# INPUT RECORDS
--- Begin ---

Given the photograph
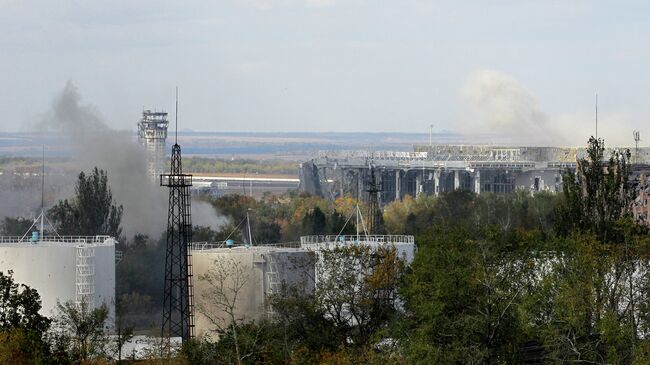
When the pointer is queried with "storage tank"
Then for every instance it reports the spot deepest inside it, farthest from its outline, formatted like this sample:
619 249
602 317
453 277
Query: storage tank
243 277
61 269
404 244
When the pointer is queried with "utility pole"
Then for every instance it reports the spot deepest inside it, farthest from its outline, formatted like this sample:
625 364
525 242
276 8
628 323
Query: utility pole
637 138
596 116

--- End ---

Gather every line of the items above that contains the word "When", treating uppercase and lowercase as distinct.

When the pointer is queried with "storage tank"
When the pointer is queried with "utility pole"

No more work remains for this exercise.